## DATA SUPPLIED
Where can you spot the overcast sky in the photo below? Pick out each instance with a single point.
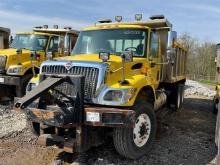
(200, 18)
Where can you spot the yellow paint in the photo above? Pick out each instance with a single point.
(137, 78)
(23, 61)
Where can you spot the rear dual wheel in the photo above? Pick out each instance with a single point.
(135, 142)
(177, 97)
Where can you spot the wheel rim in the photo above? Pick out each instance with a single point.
(182, 98)
(142, 129)
(216, 105)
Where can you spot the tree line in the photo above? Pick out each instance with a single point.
(200, 58)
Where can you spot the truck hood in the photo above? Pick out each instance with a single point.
(115, 61)
(11, 51)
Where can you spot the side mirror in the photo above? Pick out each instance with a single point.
(127, 56)
(172, 37)
(19, 51)
(33, 55)
(49, 55)
(171, 54)
(11, 39)
(104, 56)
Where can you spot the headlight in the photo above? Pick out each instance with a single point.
(31, 86)
(110, 96)
(15, 70)
(2, 60)
(113, 95)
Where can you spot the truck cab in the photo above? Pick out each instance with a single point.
(27, 51)
(118, 76)
(4, 37)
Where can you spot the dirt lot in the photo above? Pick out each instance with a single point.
(184, 137)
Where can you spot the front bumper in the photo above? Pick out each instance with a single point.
(10, 80)
(108, 117)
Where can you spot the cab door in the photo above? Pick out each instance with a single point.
(155, 58)
(53, 46)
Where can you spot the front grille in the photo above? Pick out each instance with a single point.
(2, 69)
(90, 73)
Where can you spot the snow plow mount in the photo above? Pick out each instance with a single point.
(50, 107)
(69, 111)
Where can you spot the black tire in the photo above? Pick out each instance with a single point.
(177, 97)
(215, 106)
(34, 127)
(182, 91)
(123, 138)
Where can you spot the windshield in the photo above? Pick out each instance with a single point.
(114, 41)
(31, 42)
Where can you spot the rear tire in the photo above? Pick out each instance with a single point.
(34, 127)
(177, 97)
(135, 142)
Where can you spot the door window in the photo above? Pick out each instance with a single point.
(54, 44)
(154, 45)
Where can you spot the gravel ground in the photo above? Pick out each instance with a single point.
(184, 137)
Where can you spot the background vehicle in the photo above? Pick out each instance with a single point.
(21, 61)
(216, 102)
(4, 37)
(117, 77)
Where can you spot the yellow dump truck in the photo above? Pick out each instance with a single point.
(27, 51)
(118, 76)
(216, 105)
(217, 96)
(4, 37)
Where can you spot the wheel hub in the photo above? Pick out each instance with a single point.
(141, 131)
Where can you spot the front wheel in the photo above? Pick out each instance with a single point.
(215, 106)
(135, 142)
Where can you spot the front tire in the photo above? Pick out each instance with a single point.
(215, 106)
(135, 142)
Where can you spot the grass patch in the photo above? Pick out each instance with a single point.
(207, 82)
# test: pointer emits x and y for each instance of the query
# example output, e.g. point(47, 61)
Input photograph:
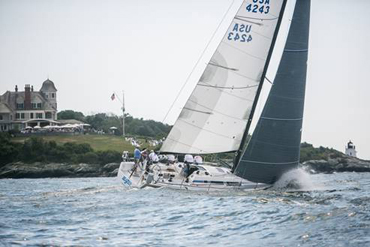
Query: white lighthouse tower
point(351, 149)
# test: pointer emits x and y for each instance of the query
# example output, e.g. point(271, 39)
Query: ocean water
point(331, 210)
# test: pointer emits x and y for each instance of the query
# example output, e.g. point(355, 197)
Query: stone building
point(351, 149)
point(20, 109)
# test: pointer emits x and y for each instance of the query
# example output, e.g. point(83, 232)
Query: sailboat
point(217, 116)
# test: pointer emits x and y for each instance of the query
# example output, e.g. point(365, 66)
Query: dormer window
point(20, 106)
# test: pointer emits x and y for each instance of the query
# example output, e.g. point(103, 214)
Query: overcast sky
point(91, 49)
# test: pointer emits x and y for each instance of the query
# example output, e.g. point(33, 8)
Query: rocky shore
point(57, 170)
point(342, 164)
point(60, 170)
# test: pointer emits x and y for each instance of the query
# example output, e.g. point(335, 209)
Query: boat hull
point(203, 178)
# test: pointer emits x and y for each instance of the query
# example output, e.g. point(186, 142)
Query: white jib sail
point(214, 118)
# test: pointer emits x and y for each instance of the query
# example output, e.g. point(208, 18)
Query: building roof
point(48, 86)
point(70, 121)
point(10, 99)
point(4, 108)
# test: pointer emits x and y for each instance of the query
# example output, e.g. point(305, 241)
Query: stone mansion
point(20, 109)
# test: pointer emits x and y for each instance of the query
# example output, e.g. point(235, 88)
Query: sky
point(92, 48)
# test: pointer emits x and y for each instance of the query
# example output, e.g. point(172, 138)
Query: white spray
point(297, 179)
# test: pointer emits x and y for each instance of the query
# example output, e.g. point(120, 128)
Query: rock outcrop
point(57, 170)
point(342, 164)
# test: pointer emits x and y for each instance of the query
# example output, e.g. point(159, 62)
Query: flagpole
point(114, 95)
point(123, 113)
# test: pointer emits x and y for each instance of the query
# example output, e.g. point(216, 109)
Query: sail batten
point(228, 84)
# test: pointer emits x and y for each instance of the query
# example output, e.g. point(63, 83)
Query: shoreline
point(18, 170)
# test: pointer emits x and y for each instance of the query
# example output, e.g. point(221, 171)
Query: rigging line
point(282, 119)
point(204, 112)
point(271, 163)
point(267, 79)
point(222, 67)
point(218, 112)
point(212, 132)
point(272, 144)
point(222, 91)
point(214, 86)
point(241, 19)
point(244, 76)
point(196, 64)
point(301, 50)
point(226, 43)
point(253, 18)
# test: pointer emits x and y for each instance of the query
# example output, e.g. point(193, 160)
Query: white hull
point(203, 178)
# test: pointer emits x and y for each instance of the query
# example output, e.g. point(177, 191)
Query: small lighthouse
point(351, 149)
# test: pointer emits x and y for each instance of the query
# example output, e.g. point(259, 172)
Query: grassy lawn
point(97, 142)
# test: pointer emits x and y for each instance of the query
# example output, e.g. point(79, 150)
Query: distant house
point(20, 109)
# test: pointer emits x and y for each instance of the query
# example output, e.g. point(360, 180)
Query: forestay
point(214, 118)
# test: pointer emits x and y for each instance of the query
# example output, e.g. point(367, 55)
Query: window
point(20, 106)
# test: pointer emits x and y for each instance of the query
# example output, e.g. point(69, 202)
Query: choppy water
point(98, 211)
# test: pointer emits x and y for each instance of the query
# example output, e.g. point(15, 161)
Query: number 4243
point(255, 8)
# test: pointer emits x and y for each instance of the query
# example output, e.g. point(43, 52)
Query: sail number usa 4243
point(240, 32)
point(259, 6)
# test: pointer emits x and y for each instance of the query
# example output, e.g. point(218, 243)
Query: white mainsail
point(214, 118)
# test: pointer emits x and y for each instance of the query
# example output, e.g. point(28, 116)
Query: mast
point(249, 122)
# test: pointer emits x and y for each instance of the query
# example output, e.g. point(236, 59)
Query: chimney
point(27, 97)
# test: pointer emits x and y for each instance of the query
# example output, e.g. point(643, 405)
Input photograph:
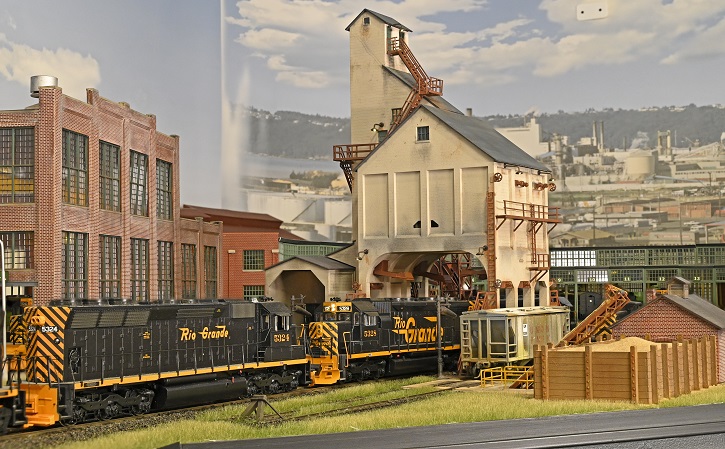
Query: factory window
point(253, 260)
point(583, 258)
point(423, 134)
point(139, 184)
point(110, 258)
point(18, 250)
point(253, 291)
point(164, 194)
point(75, 168)
point(166, 270)
point(17, 165)
point(110, 176)
point(188, 271)
point(74, 266)
point(210, 269)
point(139, 270)
point(598, 276)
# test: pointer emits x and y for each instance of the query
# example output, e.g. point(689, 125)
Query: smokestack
point(601, 135)
point(38, 81)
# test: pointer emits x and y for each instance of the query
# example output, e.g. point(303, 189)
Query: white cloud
point(268, 39)
point(302, 40)
point(74, 71)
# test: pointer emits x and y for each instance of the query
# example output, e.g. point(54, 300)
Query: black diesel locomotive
point(91, 361)
point(363, 338)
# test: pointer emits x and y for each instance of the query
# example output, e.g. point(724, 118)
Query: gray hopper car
point(496, 337)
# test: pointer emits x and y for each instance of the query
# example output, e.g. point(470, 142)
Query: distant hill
point(298, 135)
point(632, 128)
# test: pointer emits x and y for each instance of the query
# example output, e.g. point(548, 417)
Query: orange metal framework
point(536, 215)
point(349, 155)
point(425, 85)
point(603, 316)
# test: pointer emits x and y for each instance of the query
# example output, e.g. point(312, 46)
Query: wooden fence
point(643, 374)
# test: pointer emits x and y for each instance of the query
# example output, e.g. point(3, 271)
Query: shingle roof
point(483, 136)
point(699, 307)
point(385, 19)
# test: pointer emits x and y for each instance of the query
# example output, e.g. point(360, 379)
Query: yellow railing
point(507, 375)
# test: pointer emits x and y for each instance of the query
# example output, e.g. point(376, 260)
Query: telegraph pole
point(438, 338)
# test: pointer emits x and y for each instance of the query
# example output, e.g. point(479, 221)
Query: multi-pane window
point(19, 252)
point(74, 265)
point(565, 258)
point(166, 270)
point(75, 168)
point(110, 176)
point(139, 269)
point(253, 260)
point(188, 271)
point(253, 291)
point(423, 133)
point(109, 248)
point(598, 276)
point(17, 165)
point(210, 269)
point(164, 197)
point(139, 184)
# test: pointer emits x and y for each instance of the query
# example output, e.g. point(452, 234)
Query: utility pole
point(438, 338)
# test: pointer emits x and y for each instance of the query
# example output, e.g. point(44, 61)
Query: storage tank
point(640, 164)
point(508, 336)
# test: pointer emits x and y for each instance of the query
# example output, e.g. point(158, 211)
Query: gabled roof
point(697, 306)
point(385, 19)
point(480, 134)
point(435, 100)
point(238, 221)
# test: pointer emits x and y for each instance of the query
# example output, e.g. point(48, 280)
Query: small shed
point(669, 316)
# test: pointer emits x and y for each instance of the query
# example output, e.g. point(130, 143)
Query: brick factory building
point(89, 204)
point(251, 244)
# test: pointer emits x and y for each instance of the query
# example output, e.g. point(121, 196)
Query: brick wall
point(233, 263)
point(98, 119)
point(662, 320)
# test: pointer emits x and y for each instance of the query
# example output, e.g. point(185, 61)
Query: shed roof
point(385, 19)
point(700, 307)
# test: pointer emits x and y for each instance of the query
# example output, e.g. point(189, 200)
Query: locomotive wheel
point(110, 411)
point(251, 390)
point(273, 387)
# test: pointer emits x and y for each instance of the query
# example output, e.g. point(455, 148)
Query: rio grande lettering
point(413, 334)
point(205, 334)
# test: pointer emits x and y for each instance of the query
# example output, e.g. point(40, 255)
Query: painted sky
point(170, 57)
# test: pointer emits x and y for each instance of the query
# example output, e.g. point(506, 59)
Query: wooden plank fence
point(641, 374)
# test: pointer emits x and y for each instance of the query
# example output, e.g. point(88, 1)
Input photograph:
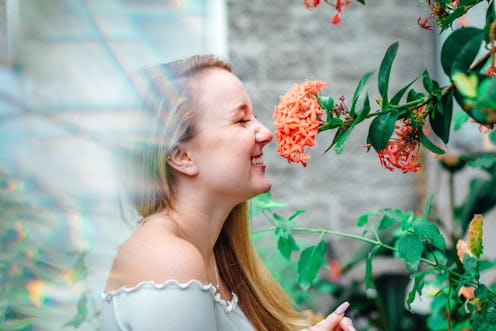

## DIRECTIONS FOR THIS TASK
Return every line of the listing above that contains the word "yellow".

## FINISHED TASK
Where can you spot the yellow paint in the photo above? Pick out each instance with a single point.
Where can you spot the yellow dump truck in the photo above? Pick out each instance with a single point.
Query: yellow railing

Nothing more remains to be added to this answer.